Значит, мы имеем дело с самым что ни на есть гегелевским диалектическим взаимодействием: противоречие любви и долга "снимается", когда долг становится "лишь другим названием для любви". Благодаря этому обращению – "отрицанию отрицания" – долг, который сначала был отрицанием любви, совпадает с высшей любовью, которая отменяет любую другую "патологическую" любовь к любым предметам в мире, или, в терминах Лакана, выступает как "точка соединения" (point de capiton) всех других "обычных" случаев любви. Напряжение между любовью и долгом – между чистотой долга и патологической непристойностью страстной любви – разрешается в тот момент, когда осознается изначально непристойный характер самого долга.
В начале романа долг предстает чистым и универсальным, а любовь – патологической, частной и неприличной; однако в финале долг оказывается "самым непристойным из всех стремлений". Именно так следует понимать лакановское утверждение, по которому Добро – лишь маска изначального, абсолютного Зла, маска "непристойного стремления" к das Ding, страшной, непристойной Вещи. За спиною Добра всегда стоит изначальное Зло: добро – "лишь другое название для зла", не имеющее собственного "патологического" статуса. Поскольку мы непристойным образом стремимся к нему, поскольку оно действует как травмирующее, чужеродное тело, вторгающееся в обычный порядок дел, das Ding дает нам возможность раскрепоститься, освободиться от "патологического" пристрастия к частным предметам. "Добро" – лишь способ держать дистанцию между нами и этой злой Вещью, дистанцию, которая делает Вещь терпимой.
Вот чего не знает Кант, в отличие от современной бульварной литературы: ему неизвестна другая, непристойная сторона самого долга. Поэтому Кант мог создать понятие das Ding только в негативной форме, как абсурдную (не)возможность – например, в трактате о негативных качествах, в связи с различием между логическим противоречием и реальным противостоянием. Противоречие есть логическое отношение, не существующее реально, тогда как реальное противостояние есть отношение между двумя в равной мере положительными полюсами. Последнее отношение разворачивается не между чем-то и его отсутствием, но между двумя позитивными данными. Пример тому – отнюдь не случайный, поскольку он лежит на том уровне, на котором мы находимся, когда говорим о реальном противостоянии, а именно на уровне принципа удовольствия – удовольствие и боль: "Удовольствие и боль нельзя сравнивать, как прибыль и отсутствие прибыли (плюс и минус). Иными словами, они противостоят друг другу не просто как противоречащие (contradictoire s. logice oppositum), но и как противоположные (contrarie s. realiter oppositum).
Удовольствие и боль, полюса реального противостояния – сами по себе позитивные факты. Негативным можно быть только по отношению к другому; поскольку добро и зло друг другу противоречат, их отношение – отношение плюса и нуля. Поэтому зло не имеет позитивного содержания. Это только лишенность, отсутствие добра. Было бы нелепо считать отрицательный полюс противоречия чем-то позитивным, "думать о неком объекте и называть его негативным". Однако das Ding, как ее понимает Лакан, есть именно такая негативность, парадоксальная Вещь, не что иное как материализация, воплощение нехватки, дыры в Другом или в символическом порядке. das Ding как "воплощенное зло" – конечно, тот самый объект, который ускользает от принципа удовольствия, от противостояния удовольствия и боли: это "непатологический" объект в строго кантианском смысле и, как таковой, это немыслимый парадокс для Канта. Поэтому к Канту, как предлагает Лакан, следует прибавлять Сада – или хотя бы Маккалоу.

ПРЕДОСТАВЛЕННЫЕ МАТЕРИАЛЫ —
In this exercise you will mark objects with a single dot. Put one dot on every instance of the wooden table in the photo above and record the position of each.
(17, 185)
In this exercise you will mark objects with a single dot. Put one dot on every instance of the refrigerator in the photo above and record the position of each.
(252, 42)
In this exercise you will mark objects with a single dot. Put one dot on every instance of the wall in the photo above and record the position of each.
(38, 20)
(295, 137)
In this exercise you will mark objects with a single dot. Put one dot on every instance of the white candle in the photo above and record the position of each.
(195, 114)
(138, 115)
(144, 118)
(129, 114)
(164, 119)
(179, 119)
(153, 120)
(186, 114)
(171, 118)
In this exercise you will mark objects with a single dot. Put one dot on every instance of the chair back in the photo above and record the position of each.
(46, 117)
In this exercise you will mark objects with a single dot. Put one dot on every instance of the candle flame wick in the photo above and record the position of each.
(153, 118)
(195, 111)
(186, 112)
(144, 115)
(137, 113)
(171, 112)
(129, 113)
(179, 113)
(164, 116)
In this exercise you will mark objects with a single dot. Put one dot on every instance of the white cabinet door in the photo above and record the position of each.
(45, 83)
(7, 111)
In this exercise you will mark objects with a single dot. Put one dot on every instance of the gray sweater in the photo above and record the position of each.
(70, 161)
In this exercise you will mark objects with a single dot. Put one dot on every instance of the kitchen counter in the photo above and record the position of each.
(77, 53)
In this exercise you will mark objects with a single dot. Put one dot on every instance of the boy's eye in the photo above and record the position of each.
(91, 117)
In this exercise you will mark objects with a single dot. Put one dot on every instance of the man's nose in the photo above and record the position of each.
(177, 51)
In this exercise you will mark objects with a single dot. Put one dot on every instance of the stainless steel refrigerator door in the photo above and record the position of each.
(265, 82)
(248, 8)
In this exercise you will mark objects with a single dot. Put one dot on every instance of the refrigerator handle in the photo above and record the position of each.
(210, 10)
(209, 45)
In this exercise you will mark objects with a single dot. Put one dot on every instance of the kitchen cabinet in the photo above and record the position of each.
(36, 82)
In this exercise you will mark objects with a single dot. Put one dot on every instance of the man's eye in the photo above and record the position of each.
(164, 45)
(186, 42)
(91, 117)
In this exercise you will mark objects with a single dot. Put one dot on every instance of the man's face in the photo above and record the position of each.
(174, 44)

КРАТКОЕ ЗАДАНИЕ 1 —
Объясните, опираясь на отрывок о Канте и Лакане, почему Кант мог создать понятие das Ding только в негативной форме.
КРАТКОЕ ЗАДАНИЕ 2 —
Каким, согласно отрывку о Канте и Лакане, предстает долг в начале романа?
КРАТКОЕ ЗАДАНИЕ 3 —
Подхватите отрывок о Канте, Лакане и das Ding и продолжите его после последней фразы.

ОТВЕТ НА ЗАДАНИЕ 1 —
Кант не знает другой, непристойной стороны самого долга: она ему неизвестна. Поэтому он мог мыслить das Ding лишь негативно, как абсурдную (не)возможность.

ОТВЕТ НА ЗАДАНИЕ 2 —
Чистым и универсальным.

ОТВЕТ НА ЗАДАНИЕ 3 —
Вещь-нация
Демократическая абстракция
Все это имеет, конечно, далеко идущие последствия для самого понятия демократии. Еще в 60-х Лакан предсказал грядущим десятилетиям новый взлет расизма, обострение межнациональных противоречий и агрессивного утверждения этнических различий. Хотя Лакан имел в виду прежде всего западное общество, недавний взрыв национализма в странах "реального социализма" исполняет его пророчества полнее, чем он мог бы ожидать. Откуда берет свою силу этот внезапный этнический импульс, этническая Вещь (этот термин следует понимать в строго лакановском смысле, как реальный травмирующий объект, который фиксирует на себе наше желание)? Лакан определяет его силу как обратную сторону той жажды универсальности, что лежит в основе нашей капиталистической цивилизации: Маркс впервые завел речь об исчезновении всех частных, "вещественно"-этнических, наследственных связей как существенной черте капитализма. В последние годы целый ряд экономических, технологических и культурных процессов дал новый толчок жажде универсальности: преодоление экономикой национальных границ; технологическая, культурная и лингвистическая гомогенизация благодаря новым средствам связи (компьютерная революция, спутниковая передача информации); появление "планетарных" политических событий (борьба за права человека, экологический кризис), и т.д. В этом разнообразии форм движения к планетарной "интеграции" сами понятия суверенного национального государства, национальной культуры и т.п. медленно, но верно теряют вес. Все так называемые "национальные особенности", конечно, сохраняются, но погружаются в среду вселенской интеграции – они более не развиваются независимо, но становятся частными случаями вселенского многообразия. Такова, например, судьба "национальной кухни" в современном мегаполисе: за каждым углом вас ждут китайские, итальянские, французские, индийские, мексиканские, греческие рестораны, что только подтверждает утрату их национальных корней.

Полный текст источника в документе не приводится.